— Start INFORMATION GIVEN —

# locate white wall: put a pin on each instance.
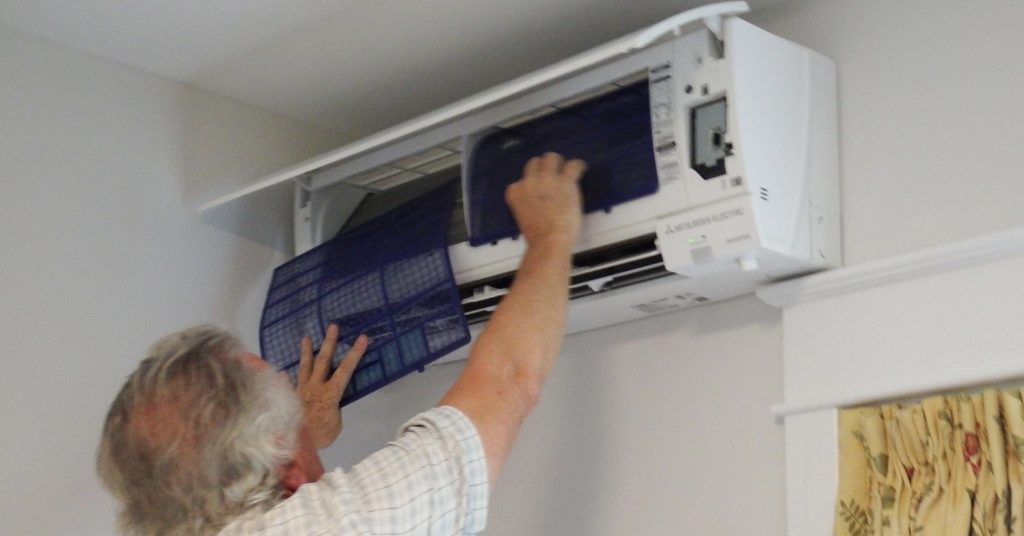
(638, 418)
(100, 168)
(656, 427)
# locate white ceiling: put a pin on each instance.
(352, 66)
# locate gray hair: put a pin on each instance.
(195, 438)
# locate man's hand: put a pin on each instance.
(320, 390)
(546, 201)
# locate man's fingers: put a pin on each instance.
(305, 360)
(323, 364)
(347, 366)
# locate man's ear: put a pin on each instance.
(292, 477)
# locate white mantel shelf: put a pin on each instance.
(919, 263)
(940, 320)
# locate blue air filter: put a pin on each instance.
(612, 133)
(389, 278)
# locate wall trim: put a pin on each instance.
(878, 273)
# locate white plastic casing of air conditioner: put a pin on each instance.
(774, 213)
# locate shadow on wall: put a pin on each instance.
(221, 147)
(226, 146)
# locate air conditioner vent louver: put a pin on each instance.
(608, 268)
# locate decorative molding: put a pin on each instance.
(924, 262)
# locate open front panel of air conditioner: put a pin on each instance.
(742, 140)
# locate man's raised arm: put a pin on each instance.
(513, 356)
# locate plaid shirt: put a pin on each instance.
(432, 480)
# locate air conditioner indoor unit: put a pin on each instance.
(731, 132)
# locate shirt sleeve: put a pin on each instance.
(432, 479)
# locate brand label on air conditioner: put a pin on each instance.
(697, 238)
(672, 302)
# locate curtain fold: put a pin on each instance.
(948, 465)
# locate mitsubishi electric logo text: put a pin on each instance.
(704, 220)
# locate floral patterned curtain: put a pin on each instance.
(947, 465)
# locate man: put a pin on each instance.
(205, 439)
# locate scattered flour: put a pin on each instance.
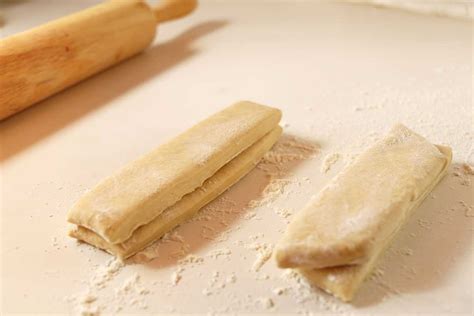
(264, 252)
(329, 161)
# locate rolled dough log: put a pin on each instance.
(364, 205)
(188, 205)
(344, 281)
(144, 188)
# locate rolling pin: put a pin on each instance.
(47, 59)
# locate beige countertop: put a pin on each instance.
(342, 75)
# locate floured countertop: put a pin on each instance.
(342, 75)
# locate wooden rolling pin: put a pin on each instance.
(47, 59)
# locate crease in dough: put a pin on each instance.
(364, 204)
(144, 188)
(188, 206)
(344, 281)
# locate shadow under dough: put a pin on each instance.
(43, 119)
(426, 251)
(220, 216)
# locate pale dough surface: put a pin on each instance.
(344, 281)
(144, 188)
(364, 204)
(188, 205)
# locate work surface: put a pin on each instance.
(342, 75)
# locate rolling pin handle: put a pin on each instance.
(167, 10)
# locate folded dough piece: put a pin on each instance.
(364, 205)
(344, 281)
(144, 188)
(188, 205)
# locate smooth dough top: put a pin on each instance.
(362, 204)
(142, 189)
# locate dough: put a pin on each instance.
(344, 281)
(364, 205)
(144, 188)
(188, 205)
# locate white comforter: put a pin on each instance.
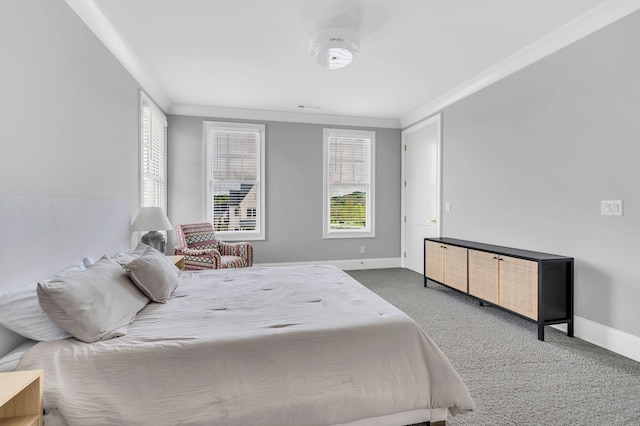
(256, 346)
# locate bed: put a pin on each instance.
(286, 345)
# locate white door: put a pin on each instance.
(421, 190)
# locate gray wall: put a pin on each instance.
(293, 191)
(68, 109)
(527, 161)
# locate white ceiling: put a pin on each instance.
(251, 57)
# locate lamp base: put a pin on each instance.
(154, 239)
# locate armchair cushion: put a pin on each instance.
(202, 250)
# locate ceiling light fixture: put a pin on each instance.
(334, 48)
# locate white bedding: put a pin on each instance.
(255, 346)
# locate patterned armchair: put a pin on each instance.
(201, 250)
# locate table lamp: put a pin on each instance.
(152, 219)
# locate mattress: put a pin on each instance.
(286, 345)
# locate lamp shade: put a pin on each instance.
(151, 219)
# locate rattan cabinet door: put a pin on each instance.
(455, 267)
(519, 286)
(483, 276)
(434, 261)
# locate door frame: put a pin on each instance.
(437, 119)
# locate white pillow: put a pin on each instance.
(98, 303)
(154, 275)
(21, 313)
(126, 256)
(10, 361)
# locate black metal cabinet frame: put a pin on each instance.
(555, 282)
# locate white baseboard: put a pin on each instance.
(617, 341)
(347, 265)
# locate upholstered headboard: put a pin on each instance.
(41, 235)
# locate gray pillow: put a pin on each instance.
(98, 303)
(154, 274)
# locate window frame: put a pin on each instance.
(369, 230)
(146, 102)
(241, 235)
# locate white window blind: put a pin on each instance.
(154, 155)
(349, 186)
(235, 183)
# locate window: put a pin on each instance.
(349, 158)
(153, 146)
(235, 179)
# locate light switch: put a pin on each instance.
(611, 208)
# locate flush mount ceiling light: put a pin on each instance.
(334, 48)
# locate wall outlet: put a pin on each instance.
(611, 208)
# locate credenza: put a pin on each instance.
(533, 285)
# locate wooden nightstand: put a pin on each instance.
(178, 261)
(21, 398)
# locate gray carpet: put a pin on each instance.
(514, 378)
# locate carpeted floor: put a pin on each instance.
(514, 378)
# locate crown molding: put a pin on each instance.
(93, 17)
(291, 117)
(586, 24)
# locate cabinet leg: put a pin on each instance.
(541, 331)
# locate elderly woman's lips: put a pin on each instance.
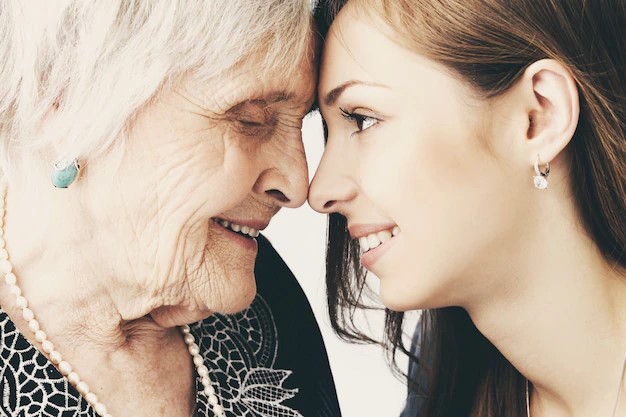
(246, 240)
(247, 231)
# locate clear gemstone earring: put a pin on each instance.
(541, 178)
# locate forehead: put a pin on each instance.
(359, 48)
(251, 81)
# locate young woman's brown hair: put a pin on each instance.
(489, 44)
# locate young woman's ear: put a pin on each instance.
(551, 95)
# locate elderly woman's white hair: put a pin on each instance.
(87, 67)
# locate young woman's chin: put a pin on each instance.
(396, 295)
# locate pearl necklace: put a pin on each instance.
(55, 357)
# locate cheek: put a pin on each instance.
(443, 189)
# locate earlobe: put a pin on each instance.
(554, 115)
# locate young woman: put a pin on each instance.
(476, 163)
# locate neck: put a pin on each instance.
(560, 319)
(57, 260)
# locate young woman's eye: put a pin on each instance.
(362, 122)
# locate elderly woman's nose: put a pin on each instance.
(286, 180)
(331, 187)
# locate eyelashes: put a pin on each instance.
(361, 121)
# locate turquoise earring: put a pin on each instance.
(64, 173)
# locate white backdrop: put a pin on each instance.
(365, 385)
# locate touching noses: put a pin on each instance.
(332, 187)
(285, 177)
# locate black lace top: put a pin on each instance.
(268, 360)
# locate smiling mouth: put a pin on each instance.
(245, 231)
(374, 240)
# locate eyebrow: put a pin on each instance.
(334, 94)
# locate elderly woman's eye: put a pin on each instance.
(252, 117)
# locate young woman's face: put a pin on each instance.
(413, 154)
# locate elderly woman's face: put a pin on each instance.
(198, 157)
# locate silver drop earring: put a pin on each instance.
(541, 178)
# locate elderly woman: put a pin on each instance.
(144, 147)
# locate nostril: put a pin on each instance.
(278, 195)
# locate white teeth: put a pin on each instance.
(246, 230)
(374, 240)
(384, 236)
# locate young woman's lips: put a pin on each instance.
(378, 237)
(369, 258)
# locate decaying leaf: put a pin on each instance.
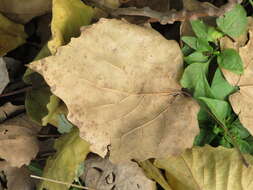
(17, 178)
(208, 168)
(154, 173)
(101, 174)
(71, 152)
(23, 11)
(11, 35)
(120, 84)
(9, 109)
(241, 101)
(18, 133)
(4, 77)
(68, 17)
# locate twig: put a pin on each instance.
(60, 182)
(16, 92)
(172, 16)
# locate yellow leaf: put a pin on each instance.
(12, 35)
(71, 152)
(68, 17)
(154, 173)
(208, 168)
(119, 82)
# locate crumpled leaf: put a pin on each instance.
(102, 174)
(123, 90)
(68, 17)
(71, 151)
(208, 168)
(154, 173)
(23, 11)
(18, 133)
(4, 77)
(17, 178)
(12, 35)
(241, 101)
(8, 109)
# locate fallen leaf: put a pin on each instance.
(154, 173)
(71, 151)
(208, 168)
(100, 173)
(4, 77)
(68, 17)
(120, 84)
(8, 109)
(17, 178)
(23, 11)
(241, 100)
(18, 135)
(12, 35)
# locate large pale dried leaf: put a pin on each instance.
(11, 35)
(208, 168)
(17, 178)
(18, 135)
(102, 174)
(120, 84)
(241, 101)
(4, 77)
(68, 17)
(24, 10)
(71, 152)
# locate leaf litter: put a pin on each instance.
(121, 85)
(112, 88)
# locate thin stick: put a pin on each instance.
(171, 16)
(16, 92)
(60, 182)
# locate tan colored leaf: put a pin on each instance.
(12, 35)
(241, 101)
(102, 174)
(17, 178)
(23, 11)
(18, 141)
(120, 84)
(208, 168)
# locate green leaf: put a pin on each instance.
(71, 152)
(196, 57)
(200, 28)
(233, 23)
(230, 59)
(199, 44)
(194, 79)
(64, 126)
(237, 130)
(220, 87)
(220, 109)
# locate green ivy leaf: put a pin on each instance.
(194, 79)
(230, 59)
(233, 23)
(64, 126)
(220, 87)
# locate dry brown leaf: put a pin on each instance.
(102, 174)
(241, 101)
(23, 11)
(18, 141)
(120, 84)
(17, 178)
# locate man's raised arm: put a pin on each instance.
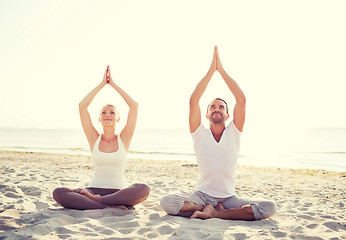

— End INFORMATION GIVEN —

• TO DO: Repeat the lines verbatim, starting at the line that contains "# locate dry" and continuing through the last line. Leave out any pictures.

• SOLUTION TO THIS PROBLEM:
# locate dry brown leaf: put a pin on each instance.
(102, 174)
(241, 101)
(23, 11)
(18, 141)
(120, 84)
(17, 178)
# locate man's raised arm: put a pin on each instance.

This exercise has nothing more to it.